(Text-to-region grounding data)
Segment Open
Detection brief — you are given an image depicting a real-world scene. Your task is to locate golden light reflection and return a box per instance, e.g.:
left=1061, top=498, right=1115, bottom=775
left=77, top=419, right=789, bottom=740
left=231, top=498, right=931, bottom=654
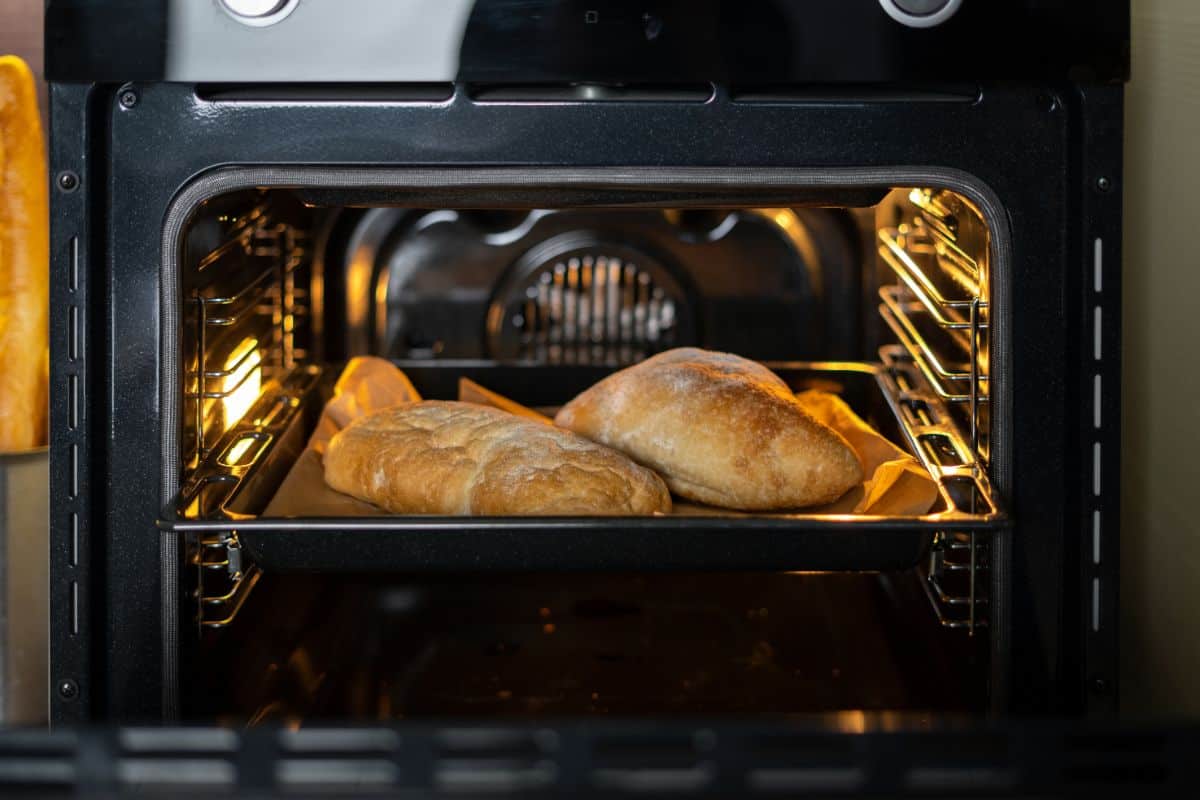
left=219, top=337, right=262, bottom=429
left=770, top=208, right=799, bottom=232
left=833, top=710, right=867, bottom=734
left=223, top=436, right=257, bottom=467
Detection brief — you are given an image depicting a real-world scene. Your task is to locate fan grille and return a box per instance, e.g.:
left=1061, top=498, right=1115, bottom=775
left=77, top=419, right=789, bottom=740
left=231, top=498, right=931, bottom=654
left=499, top=252, right=681, bottom=365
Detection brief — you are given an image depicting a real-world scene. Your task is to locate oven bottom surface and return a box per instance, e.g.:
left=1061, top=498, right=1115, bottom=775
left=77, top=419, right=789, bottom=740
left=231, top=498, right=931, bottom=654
left=185, top=570, right=986, bottom=722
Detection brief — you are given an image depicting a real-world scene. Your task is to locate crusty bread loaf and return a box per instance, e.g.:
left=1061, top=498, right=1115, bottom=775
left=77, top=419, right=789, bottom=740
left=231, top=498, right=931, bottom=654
left=324, top=401, right=671, bottom=515
left=0, top=57, right=49, bottom=451
left=555, top=348, right=863, bottom=510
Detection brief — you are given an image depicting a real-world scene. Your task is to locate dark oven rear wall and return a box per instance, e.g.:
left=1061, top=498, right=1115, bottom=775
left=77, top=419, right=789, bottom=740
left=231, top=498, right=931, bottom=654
left=48, top=82, right=1122, bottom=722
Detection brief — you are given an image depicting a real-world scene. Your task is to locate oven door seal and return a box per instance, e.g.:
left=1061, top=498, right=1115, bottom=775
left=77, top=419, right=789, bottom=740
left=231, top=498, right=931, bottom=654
left=159, top=165, right=1014, bottom=720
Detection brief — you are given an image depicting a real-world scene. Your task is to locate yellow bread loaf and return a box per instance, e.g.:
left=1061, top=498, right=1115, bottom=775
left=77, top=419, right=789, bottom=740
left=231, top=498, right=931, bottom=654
left=0, top=56, right=48, bottom=451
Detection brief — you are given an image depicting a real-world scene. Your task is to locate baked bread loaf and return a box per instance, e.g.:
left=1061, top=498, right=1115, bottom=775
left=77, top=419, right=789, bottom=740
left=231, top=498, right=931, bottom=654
left=555, top=348, right=863, bottom=510
left=324, top=400, right=671, bottom=515
left=0, top=57, right=49, bottom=451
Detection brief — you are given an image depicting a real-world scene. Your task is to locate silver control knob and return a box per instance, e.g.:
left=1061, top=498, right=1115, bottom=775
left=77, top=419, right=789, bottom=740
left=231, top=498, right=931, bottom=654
left=219, top=0, right=299, bottom=26
left=878, top=0, right=962, bottom=28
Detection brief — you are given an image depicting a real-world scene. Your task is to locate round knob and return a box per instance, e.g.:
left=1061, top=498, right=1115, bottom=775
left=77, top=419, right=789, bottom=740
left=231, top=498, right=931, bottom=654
left=220, top=0, right=298, bottom=26
left=878, top=0, right=962, bottom=28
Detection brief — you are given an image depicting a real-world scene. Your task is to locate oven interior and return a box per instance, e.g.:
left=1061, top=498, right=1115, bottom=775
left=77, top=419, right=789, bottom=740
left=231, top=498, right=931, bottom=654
left=171, top=184, right=1000, bottom=724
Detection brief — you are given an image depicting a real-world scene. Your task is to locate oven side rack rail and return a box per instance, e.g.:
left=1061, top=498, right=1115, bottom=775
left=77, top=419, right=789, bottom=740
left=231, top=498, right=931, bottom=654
left=877, top=221, right=990, bottom=465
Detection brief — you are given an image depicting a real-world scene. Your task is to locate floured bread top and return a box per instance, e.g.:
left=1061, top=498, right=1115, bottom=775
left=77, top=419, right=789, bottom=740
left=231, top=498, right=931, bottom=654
left=555, top=348, right=863, bottom=510
left=324, top=400, right=671, bottom=515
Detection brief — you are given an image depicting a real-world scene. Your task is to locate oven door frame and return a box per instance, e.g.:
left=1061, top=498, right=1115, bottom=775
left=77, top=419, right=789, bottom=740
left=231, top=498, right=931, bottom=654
left=48, top=80, right=1121, bottom=723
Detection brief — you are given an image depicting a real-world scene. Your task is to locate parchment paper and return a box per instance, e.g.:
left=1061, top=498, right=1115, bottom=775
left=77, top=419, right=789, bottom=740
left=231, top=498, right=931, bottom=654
left=264, top=358, right=938, bottom=518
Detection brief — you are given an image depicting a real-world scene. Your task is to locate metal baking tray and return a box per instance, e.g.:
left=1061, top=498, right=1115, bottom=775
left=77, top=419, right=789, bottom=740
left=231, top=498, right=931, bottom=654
left=158, top=359, right=1006, bottom=573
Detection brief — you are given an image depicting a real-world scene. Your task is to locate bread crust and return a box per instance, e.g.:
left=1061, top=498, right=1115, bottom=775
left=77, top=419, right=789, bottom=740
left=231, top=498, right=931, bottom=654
left=324, top=401, right=671, bottom=515
left=0, top=57, right=48, bottom=451
left=555, top=348, right=863, bottom=509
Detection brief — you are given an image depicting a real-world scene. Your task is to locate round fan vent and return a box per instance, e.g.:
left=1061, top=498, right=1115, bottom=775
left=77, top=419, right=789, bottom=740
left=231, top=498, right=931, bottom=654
left=487, top=234, right=693, bottom=364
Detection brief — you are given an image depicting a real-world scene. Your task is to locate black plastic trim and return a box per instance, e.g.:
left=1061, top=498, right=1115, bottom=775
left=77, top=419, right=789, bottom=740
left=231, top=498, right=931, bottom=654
left=48, top=83, right=95, bottom=726
left=1, top=721, right=1194, bottom=796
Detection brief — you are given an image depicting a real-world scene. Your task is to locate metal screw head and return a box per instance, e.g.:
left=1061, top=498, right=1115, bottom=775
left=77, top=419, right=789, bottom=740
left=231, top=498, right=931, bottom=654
left=58, top=679, right=79, bottom=700
left=1091, top=677, right=1110, bottom=695
left=57, top=171, right=79, bottom=192
left=1096, top=176, right=1113, bottom=193
left=118, top=89, right=139, bottom=109
left=642, top=13, right=663, bottom=40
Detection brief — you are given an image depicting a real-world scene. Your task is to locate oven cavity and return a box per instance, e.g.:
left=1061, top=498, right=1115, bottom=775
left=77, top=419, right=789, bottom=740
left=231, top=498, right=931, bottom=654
left=162, top=180, right=1003, bottom=722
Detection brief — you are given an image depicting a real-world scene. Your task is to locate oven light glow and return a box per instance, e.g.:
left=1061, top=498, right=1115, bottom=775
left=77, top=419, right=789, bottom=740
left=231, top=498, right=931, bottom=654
left=223, top=436, right=258, bottom=466
left=220, top=336, right=262, bottom=429
left=770, top=209, right=798, bottom=231
left=833, top=709, right=867, bottom=734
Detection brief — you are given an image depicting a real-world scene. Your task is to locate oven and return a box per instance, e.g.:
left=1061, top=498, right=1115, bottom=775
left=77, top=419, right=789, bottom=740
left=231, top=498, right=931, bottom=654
left=31, top=0, right=1161, bottom=794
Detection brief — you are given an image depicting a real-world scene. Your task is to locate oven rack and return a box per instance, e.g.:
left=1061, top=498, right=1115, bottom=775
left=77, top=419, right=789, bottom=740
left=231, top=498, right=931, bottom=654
left=878, top=227, right=985, bottom=332
left=879, top=347, right=991, bottom=634
left=185, top=219, right=309, bottom=460
left=906, top=188, right=986, bottom=294
left=193, top=198, right=272, bottom=273
left=876, top=201, right=990, bottom=466
left=878, top=288, right=988, bottom=403
left=920, top=531, right=989, bottom=633
left=193, top=532, right=262, bottom=628
left=161, top=360, right=1006, bottom=602
left=178, top=367, right=323, bottom=629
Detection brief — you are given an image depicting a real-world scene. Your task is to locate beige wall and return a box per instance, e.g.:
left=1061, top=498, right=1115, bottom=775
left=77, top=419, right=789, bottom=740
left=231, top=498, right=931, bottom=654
left=1121, top=0, right=1200, bottom=716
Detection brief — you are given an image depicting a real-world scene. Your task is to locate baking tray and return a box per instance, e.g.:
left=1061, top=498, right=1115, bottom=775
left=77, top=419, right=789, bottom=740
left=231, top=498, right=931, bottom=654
left=158, top=359, right=1006, bottom=573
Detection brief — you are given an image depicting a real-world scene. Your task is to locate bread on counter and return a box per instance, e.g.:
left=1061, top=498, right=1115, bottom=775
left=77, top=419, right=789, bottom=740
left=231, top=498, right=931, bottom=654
left=324, top=400, right=671, bottom=515
left=0, top=56, right=48, bottom=451
left=555, top=348, right=863, bottom=510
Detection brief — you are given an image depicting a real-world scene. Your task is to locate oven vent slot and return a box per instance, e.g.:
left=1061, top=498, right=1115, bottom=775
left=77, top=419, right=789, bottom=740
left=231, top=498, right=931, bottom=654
left=730, top=84, right=981, bottom=104
left=197, top=83, right=455, bottom=104
left=467, top=83, right=714, bottom=103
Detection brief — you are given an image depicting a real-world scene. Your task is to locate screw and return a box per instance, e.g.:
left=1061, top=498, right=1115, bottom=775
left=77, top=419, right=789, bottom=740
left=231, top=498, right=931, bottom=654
left=58, top=679, right=79, bottom=700
left=1091, top=677, right=1109, bottom=695
left=118, top=89, right=139, bottom=109
left=1096, top=176, right=1113, bottom=193
left=57, top=171, right=79, bottom=192
left=643, top=13, right=663, bottom=40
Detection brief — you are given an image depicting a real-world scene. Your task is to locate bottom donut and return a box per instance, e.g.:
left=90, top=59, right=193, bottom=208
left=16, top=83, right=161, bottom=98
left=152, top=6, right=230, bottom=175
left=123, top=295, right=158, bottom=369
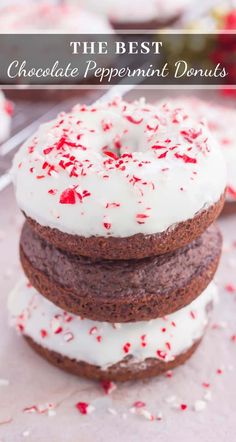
left=24, top=336, right=201, bottom=382
left=8, top=280, right=217, bottom=382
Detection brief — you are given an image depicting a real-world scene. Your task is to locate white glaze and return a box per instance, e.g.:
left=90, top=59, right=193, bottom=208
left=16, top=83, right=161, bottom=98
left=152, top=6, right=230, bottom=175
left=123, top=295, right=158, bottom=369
left=12, top=97, right=226, bottom=238
left=69, top=0, right=195, bottom=24
left=8, top=279, right=217, bottom=369
left=156, top=97, right=236, bottom=201
left=0, top=2, right=112, bottom=33
left=0, top=91, right=12, bottom=144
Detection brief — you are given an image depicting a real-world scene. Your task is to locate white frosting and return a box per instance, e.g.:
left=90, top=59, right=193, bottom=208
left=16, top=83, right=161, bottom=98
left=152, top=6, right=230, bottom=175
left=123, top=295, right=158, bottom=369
left=8, top=279, right=217, bottom=369
left=12, top=97, right=226, bottom=238
left=156, top=97, right=236, bottom=202
left=0, top=3, right=112, bottom=33
left=69, top=0, right=195, bottom=24
left=0, top=91, right=12, bottom=143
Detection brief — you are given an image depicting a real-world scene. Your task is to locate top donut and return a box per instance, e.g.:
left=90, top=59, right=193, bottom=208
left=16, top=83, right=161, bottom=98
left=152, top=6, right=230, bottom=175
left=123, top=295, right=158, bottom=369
left=12, top=98, right=226, bottom=259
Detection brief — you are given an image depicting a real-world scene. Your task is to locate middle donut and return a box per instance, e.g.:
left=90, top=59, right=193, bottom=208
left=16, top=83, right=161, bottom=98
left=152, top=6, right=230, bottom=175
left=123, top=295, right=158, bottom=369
left=20, top=221, right=222, bottom=322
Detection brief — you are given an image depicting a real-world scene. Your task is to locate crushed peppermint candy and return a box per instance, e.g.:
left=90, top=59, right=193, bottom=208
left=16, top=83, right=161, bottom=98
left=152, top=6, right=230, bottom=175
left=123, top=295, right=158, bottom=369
left=23, top=403, right=56, bottom=416
left=100, top=380, right=117, bottom=395
left=75, top=402, right=95, bottom=415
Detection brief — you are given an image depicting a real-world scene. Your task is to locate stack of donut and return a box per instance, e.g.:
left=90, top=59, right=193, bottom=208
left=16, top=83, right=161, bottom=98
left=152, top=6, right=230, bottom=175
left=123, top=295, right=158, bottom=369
left=9, top=98, right=226, bottom=381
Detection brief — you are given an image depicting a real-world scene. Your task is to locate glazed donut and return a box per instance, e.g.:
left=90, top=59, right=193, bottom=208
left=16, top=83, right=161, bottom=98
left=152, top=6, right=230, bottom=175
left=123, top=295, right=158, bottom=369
left=12, top=97, right=226, bottom=259
left=0, top=90, right=13, bottom=144
left=8, top=278, right=217, bottom=381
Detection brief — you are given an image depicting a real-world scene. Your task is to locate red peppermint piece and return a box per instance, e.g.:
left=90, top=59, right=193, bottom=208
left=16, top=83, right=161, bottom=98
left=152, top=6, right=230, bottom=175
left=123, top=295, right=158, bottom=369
left=101, top=380, right=117, bottom=395
left=75, top=402, right=92, bottom=415
left=23, top=406, right=38, bottom=414
left=48, top=188, right=57, bottom=195
left=175, top=153, right=197, bottom=164
left=103, top=222, right=111, bottom=230
left=146, top=123, right=158, bottom=131
left=225, top=283, right=235, bottom=293
left=156, top=350, right=167, bottom=360
left=101, top=120, right=113, bottom=132
left=180, top=128, right=202, bottom=142
left=165, top=342, right=171, bottom=351
left=190, top=311, right=196, bottom=319
left=43, top=147, right=54, bottom=155
left=103, top=151, right=118, bottom=160
left=180, top=404, right=188, bottom=411
left=133, top=401, right=146, bottom=408
left=126, top=115, right=143, bottom=125
left=140, top=334, right=147, bottom=347
left=123, top=342, right=131, bottom=353
left=17, top=323, right=24, bottom=333
left=51, top=317, right=63, bottom=334
left=105, top=202, right=120, bottom=209
left=158, top=151, right=168, bottom=159
left=136, top=213, right=149, bottom=224
left=89, top=326, right=97, bottom=335
left=59, top=188, right=76, bottom=205
left=40, top=329, right=47, bottom=338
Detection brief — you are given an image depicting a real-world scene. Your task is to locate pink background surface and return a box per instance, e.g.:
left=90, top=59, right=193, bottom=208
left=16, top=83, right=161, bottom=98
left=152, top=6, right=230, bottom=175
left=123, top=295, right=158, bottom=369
left=0, top=183, right=236, bottom=442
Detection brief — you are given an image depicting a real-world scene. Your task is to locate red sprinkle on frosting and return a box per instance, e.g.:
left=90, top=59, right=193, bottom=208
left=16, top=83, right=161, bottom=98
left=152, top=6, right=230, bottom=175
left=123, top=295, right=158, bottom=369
left=59, top=188, right=76, bottom=205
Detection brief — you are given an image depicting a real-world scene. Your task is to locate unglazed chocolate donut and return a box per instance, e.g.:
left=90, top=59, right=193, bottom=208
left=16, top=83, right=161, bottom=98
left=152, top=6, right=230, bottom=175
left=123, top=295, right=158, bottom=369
left=12, top=98, right=226, bottom=259
left=20, top=221, right=222, bottom=322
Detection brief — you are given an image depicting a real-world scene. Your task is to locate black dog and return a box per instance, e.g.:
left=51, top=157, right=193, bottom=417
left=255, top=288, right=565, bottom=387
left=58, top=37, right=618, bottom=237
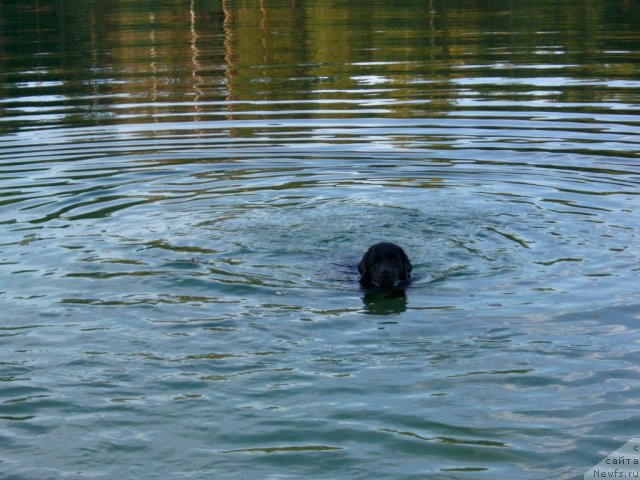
left=358, top=242, right=412, bottom=290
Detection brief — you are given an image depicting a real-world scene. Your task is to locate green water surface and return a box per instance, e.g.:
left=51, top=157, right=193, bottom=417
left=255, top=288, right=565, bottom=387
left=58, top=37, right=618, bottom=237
left=1, top=1, right=639, bottom=478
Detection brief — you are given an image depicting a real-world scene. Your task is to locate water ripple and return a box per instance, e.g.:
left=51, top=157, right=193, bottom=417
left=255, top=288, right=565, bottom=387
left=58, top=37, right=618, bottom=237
left=2, top=2, right=640, bottom=478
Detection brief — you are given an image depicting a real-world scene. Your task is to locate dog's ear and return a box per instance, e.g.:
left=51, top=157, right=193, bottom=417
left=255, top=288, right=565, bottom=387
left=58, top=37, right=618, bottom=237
left=358, top=249, right=370, bottom=276
left=401, top=250, right=412, bottom=276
Segment Closed
## Goal of the exercise:
Whenever the string "knob" occurs in a line of the entries above, copy that line.

## Completed exercise:
Detection brief — you are given an image depicting a real-world scene. Your task is to locate silver control knob and return a box per instance, e.g.:
Detection brief — you are given an image depicting a real-world scene. Your task is to locate round knob and return a box per instance, e.g.:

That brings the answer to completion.